* DIRECTIONS *
Please copy the lines of the listing below without any change, beginning at the line that contains "Can you spot the bug's" and ending after the line that contains "[[288, 331], [247, 285], [285, 345], [285, 267]]".

* RECORDS PROVIDED *
* START *

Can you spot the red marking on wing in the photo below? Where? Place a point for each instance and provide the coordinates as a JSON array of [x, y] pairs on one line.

* END *
* START *

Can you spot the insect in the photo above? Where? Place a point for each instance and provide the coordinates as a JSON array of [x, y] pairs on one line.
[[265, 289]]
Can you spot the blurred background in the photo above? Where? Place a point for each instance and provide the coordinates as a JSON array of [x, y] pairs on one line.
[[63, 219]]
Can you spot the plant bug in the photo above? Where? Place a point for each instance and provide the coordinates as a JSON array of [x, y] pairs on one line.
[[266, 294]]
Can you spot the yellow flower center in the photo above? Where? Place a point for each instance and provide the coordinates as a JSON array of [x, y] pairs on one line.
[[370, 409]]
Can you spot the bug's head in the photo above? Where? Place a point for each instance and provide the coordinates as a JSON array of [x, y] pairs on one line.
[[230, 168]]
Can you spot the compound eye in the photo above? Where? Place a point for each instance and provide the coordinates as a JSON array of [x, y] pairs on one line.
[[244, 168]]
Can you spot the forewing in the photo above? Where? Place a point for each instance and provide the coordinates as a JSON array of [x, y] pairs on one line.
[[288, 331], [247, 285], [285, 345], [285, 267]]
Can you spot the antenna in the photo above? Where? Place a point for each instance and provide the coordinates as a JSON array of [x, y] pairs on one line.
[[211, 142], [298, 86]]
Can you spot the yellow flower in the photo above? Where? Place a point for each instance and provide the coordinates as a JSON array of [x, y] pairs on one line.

* END *

* REPLY *
Can you spot the bug's head in the photo above? Where? Place a point for each instance and provide the coordinates as a JSON array of [x, y] pairs on one line.
[[230, 168]]
Can you spot the compound eye in the photo above? Where? Place a point for each instance and provide the coordinates as a JSON array of [x, y] pairs on one line.
[[244, 168]]
Can you spot the forewing in the photo above? Where? Place a point for each instance and provide the coordinates as a JSON array of [x, y] pairs on one line.
[[288, 331], [247, 285], [285, 345], [285, 267]]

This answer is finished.